What you should do: Copy each of the following records word for word, changing nothing.
====================
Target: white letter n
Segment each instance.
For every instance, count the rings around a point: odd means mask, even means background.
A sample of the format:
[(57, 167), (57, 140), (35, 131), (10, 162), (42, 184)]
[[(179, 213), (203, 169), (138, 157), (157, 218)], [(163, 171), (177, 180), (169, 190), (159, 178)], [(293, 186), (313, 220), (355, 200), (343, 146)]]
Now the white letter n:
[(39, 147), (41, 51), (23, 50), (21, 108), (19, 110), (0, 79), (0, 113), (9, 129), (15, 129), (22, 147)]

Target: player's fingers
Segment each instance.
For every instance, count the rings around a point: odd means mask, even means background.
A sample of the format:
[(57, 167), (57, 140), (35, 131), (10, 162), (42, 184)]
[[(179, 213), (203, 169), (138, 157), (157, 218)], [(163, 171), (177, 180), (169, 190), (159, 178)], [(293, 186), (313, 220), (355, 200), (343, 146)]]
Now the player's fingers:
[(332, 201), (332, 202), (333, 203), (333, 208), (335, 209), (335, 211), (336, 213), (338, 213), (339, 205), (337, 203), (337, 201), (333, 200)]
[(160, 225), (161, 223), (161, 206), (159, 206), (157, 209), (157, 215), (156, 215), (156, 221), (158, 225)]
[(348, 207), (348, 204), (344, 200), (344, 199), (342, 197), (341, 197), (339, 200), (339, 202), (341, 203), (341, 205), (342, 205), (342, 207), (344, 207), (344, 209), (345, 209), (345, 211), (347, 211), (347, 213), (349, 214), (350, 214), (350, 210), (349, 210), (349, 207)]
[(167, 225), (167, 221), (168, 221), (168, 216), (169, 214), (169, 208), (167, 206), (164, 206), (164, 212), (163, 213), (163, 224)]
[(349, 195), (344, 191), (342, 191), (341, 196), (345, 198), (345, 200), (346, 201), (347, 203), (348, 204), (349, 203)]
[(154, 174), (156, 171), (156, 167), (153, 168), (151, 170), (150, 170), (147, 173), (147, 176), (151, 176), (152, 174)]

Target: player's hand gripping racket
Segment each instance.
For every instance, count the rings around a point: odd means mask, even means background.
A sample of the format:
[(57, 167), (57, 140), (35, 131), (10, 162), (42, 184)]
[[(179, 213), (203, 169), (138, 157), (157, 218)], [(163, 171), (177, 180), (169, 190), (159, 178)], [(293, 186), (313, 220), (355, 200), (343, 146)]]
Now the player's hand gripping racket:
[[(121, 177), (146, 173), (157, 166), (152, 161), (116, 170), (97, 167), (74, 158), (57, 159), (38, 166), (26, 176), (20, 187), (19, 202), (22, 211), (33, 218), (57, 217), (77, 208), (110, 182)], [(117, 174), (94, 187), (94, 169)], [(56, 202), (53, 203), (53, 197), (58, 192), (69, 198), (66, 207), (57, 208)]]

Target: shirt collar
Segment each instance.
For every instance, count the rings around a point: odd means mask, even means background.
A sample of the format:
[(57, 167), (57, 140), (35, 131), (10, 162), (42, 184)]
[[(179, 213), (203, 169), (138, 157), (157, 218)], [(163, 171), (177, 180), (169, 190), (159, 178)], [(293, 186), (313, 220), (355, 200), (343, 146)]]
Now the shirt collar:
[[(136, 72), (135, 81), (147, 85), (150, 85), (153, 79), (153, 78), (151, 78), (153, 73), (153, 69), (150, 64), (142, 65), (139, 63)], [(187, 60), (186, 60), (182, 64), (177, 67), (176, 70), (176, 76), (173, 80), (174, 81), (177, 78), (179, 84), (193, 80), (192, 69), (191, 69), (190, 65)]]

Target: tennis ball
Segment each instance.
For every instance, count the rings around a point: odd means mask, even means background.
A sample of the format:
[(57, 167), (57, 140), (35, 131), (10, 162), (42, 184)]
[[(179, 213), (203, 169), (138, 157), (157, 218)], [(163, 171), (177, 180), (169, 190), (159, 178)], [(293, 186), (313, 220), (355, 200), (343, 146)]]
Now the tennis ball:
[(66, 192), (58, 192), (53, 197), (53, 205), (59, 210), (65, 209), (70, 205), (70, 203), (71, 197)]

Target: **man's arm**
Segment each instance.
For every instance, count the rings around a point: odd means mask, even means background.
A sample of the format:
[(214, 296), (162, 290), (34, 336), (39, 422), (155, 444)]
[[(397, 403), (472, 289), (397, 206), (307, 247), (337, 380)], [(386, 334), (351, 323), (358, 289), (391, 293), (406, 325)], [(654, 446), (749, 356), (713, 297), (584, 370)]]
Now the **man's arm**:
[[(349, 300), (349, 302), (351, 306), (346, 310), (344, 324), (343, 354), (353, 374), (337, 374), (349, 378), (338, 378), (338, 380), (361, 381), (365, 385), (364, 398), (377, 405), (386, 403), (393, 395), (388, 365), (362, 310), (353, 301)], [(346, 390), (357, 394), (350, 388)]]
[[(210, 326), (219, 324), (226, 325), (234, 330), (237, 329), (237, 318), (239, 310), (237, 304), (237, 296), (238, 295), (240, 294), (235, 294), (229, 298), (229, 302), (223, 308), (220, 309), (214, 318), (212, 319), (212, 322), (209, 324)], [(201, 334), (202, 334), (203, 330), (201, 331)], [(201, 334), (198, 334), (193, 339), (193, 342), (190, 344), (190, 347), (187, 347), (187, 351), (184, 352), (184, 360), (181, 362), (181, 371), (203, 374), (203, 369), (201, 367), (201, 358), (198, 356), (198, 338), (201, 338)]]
====================
Solution to the problem:
Target: white letter n
Segment each instance.
For every instance, count the rings around a point: odd means mask, even means background.
A sample of the format:
[(57, 167), (57, 140), (35, 131), (10, 162), (42, 184)]
[[(179, 213), (203, 169), (138, 157), (157, 218)], [(163, 171), (177, 180), (169, 190), (159, 178)], [(293, 186), (313, 220), (355, 200), (343, 146)]]
Now the white letter n:
[(39, 147), (41, 51), (23, 50), (21, 108), (19, 110), (0, 79), (0, 113), (9, 129), (15, 129), (22, 147)]

Target: player's fingers
Segment each instance.
For every instance, count the rings around a point: odd means mask, even means background.
A sample of the format:
[(57, 167), (57, 140), (35, 131), (10, 162), (42, 184)]
[[(179, 213), (203, 169), (138, 157), (157, 218)], [(163, 171), (177, 180), (169, 190), (159, 178)], [(293, 186), (313, 220), (355, 200), (343, 146)]]
Now the player's fingers:
[(332, 201), (332, 202), (333, 203), (333, 208), (335, 209), (335, 211), (336, 213), (338, 213), (339, 205), (337, 203), (337, 201), (333, 200)]
[(160, 225), (161, 223), (161, 206), (159, 206), (157, 209), (157, 215), (156, 215), (156, 221), (158, 225)]
[(348, 207), (348, 204), (344, 200), (344, 199), (342, 197), (341, 197), (339, 200), (339, 202), (341, 203), (341, 205), (342, 205), (342, 207), (344, 207), (344, 209), (345, 209), (345, 211), (347, 211), (347, 213), (349, 214), (350, 214), (350, 210), (349, 210), (349, 207)]
[(167, 225), (167, 221), (168, 221), (168, 216), (169, 214), (169, 208), (167, 206), (164, 206), (164, 212), (163, 213), (163, 224)]
[(349, 195), (344, 191), (342, 191), (341, 196), (345, 198), (345, 200), (346, 201), (347, 203), (348, 204), (349, 203)]
[(154, 174), (156, 171), (156, 167), (153, 168), (151, 170), (150, 170), (147, 173), (147, 176), (151, 176), (152, 174)]

Target: player's hand gripping racket
Segment each instance.
For every instance, count the rings around a point: odd means mask, even means background.
A sample of the format:
[(57, 167), (57, 140), (35, 131), (10, 162), (42, 184)]
[[(179, 213), (203, 169), (138, 157), (157, 218)], [(163, 171), (177, 180), (169, 190), (159, 178)], [(293, 186), (313, 220), (355, 200), (343, 146)]]
Now the player's hand gripping racket:
[[(121, 177), (146, 173), (157, 166), (152, 161), (116, 170), (97, 167), (74, 158), (57, 159), (38, 166), (26, 176), (20, 187), (19, 202), (22, 211), (33, 218), (57, 217), (77, 208), (110, 182)], [(117, 174), (94, 187), (94, 169)], [(56, 202), (53, 203), (53, 197), (58, 192), (69, 198), (66, 207), (57, 208)]]

Target: shirt collar
Segment each instance.
For every instance, count the rings around a point: odd means mask, even means background.
A sample of the format:
[(57, 167), (57, 140), (35, 131), (10, 162), (42, 184)]
[[(179, 213), (203, 169), (138, 157), (157, 218)], [(163, 171), (177, 180), (169, 190), (159, 178)], [(293, 186), (313, 220), (355, 200), (343, 146)]]
Now the shirt collar:
[[(136, 72), (135, 81), (147, 85), (150, 85), (153, 79), (153, 78), (151, 78), (153, 73), (153, 69), (150, 64), (142, 65), (139, 63)], [(187, 60), (186, 60), (182, 64), (177, 67), (176, 70), (176, 76), (173, 80), (174, 81), (177, 78), (179, 84), (193, 80), (192, 69), (191, 69), (190, 65)]]

Target: tennis ball
Segment each instance.
For every instance, count the rings around a point: odd means mask, even means background.
A sample of the format:
[(57, 167), (57, 140), (35, 131), (10, 162), (42, 184)]
[[(179, 213), (203, 169), (138, 157), (157, 218)], [(163, 171), (177, 180), (169, 190), (159, 178)], [(293, 186), (313, 220), (355, 200), (343, 146)]]
Now the tennis ball:
[(66, 192), (58, 192), (53, 197), (53, 205), (59, 210), (65, 209), (70, 205), (70, 203), (71, 197)]

Target: **man's arm**
Segment each instance.
For every instance, count the rings around a point: odd means mask, even means background.
A sample of the format:
[(214, 296), (162, 290), (34, 336), (39, 422), (155, 444)]
[[(397, 403), (472, 289), (397, 206), (307, 247), (337, 380)], [(386, 334), (351, 323), (358, 289), (391, 293), (406, 325)], [(654, 446), (749, 356), (713, 297), (584, 370)]]
Now the **man's arm**:
[[(349, 300), (349, 302), (351, 306), (346, 310), (344, 324), (343, 354), (353, 374), (337, 374), (349, 378), (338, 378), (338, 380), (361, 381), (365, 385), (364, 398), (377, 405), (386, 403), (393, 395), (388, 365), (362, 310), (353, 301)], [(346, 390), (357, 394), (350, 388)]]
[[(210, 326), (219, 324), (226, 325), (234, 330), (237, 329), (237, 318), (239, 310), (237, 304), (237, 296), (238, 295), (240, 294), (235, 294), (229, 298), (229, 302), (223, 308), (220, 309), (214, 318), (212, 319), (212, 322), (209, 324)], [(201, 334), (202, 334), (203, 330), (201, 331)], [(201, 334), (198, 334), (193, 339), (193, 342), (190, 344), (190, 347), (187, 347), (187, 351), (184, 352), (184, 360), (181, 362), (181, 371), (203, 374), (203, 369), (201, 367), (201, 358), (198, 356), (198, 338), (201, 338)]]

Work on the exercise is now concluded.